### Task prompt
What is needed is an exact copy of the line where "For every instance of the tree" appears plus every later line in the material.

=== Input data ===

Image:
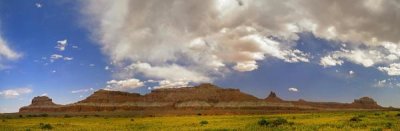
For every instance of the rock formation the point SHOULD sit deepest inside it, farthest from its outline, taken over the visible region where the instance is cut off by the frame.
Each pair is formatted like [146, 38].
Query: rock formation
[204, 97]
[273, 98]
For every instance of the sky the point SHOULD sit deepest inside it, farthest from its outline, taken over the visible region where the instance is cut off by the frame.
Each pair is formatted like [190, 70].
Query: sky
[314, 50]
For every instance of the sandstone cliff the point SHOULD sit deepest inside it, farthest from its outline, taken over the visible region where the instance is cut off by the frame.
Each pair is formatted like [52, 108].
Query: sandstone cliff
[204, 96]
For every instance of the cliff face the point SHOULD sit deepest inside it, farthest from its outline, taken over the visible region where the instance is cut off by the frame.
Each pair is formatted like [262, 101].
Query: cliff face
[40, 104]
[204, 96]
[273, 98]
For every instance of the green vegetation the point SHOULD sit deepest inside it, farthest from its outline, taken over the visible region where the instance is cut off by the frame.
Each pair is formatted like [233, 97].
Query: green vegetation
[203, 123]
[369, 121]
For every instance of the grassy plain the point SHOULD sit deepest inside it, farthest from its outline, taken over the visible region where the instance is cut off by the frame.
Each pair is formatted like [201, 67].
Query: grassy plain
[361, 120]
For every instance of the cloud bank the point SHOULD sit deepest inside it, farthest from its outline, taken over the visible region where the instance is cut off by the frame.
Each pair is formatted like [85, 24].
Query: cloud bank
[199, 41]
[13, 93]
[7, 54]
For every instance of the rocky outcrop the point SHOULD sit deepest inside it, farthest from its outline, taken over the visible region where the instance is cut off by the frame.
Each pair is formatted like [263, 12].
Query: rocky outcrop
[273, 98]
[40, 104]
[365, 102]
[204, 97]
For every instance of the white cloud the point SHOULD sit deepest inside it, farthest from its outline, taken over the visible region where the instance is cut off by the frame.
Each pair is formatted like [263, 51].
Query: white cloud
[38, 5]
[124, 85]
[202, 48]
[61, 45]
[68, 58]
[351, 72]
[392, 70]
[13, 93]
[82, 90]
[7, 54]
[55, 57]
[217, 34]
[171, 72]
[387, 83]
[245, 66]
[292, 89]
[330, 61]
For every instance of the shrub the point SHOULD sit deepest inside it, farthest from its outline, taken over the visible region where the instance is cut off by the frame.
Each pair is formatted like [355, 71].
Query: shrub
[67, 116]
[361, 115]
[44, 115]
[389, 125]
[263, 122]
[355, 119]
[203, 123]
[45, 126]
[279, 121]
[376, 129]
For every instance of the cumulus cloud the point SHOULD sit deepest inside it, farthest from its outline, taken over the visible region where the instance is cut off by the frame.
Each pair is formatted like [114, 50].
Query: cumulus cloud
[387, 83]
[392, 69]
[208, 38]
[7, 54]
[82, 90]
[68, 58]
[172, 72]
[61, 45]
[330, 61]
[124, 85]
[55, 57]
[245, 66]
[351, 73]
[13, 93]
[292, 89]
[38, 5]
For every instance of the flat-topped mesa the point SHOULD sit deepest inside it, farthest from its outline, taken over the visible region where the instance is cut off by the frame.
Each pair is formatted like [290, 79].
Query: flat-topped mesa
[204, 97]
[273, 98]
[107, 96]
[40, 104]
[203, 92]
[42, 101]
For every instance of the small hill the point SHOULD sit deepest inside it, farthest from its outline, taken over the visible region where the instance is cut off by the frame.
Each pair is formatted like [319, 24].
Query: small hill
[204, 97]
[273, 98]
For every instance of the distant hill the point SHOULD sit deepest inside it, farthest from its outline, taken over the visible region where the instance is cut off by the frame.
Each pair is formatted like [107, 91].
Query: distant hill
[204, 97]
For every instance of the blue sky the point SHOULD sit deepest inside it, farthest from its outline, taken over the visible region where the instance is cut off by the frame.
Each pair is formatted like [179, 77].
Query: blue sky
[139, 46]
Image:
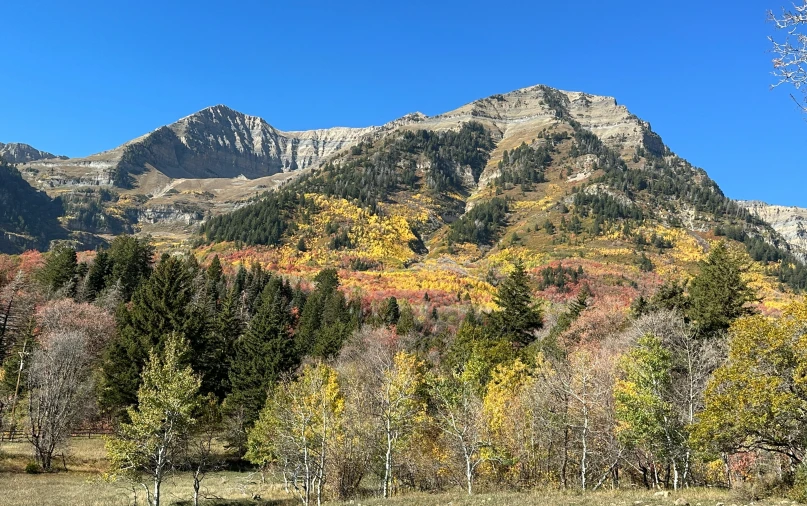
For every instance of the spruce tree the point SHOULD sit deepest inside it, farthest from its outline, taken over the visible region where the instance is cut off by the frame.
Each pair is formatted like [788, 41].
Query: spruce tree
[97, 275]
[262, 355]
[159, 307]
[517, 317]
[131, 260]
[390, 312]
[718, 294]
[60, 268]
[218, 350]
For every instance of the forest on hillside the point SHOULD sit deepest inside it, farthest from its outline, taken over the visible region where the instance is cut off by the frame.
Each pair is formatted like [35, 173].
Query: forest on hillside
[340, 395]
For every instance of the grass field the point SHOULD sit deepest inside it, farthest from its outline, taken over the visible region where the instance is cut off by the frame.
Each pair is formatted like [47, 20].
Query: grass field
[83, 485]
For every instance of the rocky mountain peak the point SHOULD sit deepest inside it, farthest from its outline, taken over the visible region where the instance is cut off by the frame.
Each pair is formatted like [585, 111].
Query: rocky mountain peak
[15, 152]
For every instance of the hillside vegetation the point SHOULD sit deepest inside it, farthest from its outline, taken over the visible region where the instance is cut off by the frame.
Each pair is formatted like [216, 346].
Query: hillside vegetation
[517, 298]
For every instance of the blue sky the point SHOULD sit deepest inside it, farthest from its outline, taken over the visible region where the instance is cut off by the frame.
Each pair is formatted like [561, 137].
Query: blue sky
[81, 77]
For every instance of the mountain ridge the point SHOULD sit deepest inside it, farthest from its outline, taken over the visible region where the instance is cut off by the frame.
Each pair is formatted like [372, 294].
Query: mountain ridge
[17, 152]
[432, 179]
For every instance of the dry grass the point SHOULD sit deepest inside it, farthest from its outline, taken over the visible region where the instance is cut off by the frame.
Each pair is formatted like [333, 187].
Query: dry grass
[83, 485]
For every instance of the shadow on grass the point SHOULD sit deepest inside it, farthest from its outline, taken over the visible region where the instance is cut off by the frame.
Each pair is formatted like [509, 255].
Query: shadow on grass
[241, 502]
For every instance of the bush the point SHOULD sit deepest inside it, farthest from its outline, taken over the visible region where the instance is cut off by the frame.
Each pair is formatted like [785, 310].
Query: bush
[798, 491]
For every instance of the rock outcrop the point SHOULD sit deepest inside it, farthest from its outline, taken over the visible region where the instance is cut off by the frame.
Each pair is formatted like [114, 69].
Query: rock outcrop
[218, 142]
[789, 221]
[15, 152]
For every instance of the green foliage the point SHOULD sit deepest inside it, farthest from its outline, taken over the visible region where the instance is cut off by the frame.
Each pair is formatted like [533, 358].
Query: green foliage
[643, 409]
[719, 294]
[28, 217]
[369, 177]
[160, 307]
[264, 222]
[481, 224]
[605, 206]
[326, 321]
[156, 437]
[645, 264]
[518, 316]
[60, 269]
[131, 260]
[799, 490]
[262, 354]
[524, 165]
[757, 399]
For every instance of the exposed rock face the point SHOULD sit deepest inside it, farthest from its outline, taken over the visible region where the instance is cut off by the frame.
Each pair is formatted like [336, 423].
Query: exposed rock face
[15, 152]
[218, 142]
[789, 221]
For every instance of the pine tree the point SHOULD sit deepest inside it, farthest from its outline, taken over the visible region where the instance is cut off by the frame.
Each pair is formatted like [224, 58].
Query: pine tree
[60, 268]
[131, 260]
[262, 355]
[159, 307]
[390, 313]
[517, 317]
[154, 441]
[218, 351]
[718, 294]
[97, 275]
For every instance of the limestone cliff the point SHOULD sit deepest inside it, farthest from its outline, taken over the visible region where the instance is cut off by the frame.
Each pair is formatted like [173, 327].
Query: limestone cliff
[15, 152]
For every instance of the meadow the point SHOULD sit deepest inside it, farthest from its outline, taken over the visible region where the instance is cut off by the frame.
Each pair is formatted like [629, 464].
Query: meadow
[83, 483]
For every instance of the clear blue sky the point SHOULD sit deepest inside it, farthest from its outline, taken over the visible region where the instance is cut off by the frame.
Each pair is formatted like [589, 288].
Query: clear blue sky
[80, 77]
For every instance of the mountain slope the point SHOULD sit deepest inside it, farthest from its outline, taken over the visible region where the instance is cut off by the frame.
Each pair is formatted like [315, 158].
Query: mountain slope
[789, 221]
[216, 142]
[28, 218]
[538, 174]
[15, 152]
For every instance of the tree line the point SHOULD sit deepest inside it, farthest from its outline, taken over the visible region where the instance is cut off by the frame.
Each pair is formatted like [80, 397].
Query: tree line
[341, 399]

===

### Task solution
For every instance of the tree line the point SHOULD sit deepest inside it, farthest from its outline, taken over the visible region where the instance is cut off by the frame.
Each pair is formatted like [80, 397].
Query: tree line
[341, 399]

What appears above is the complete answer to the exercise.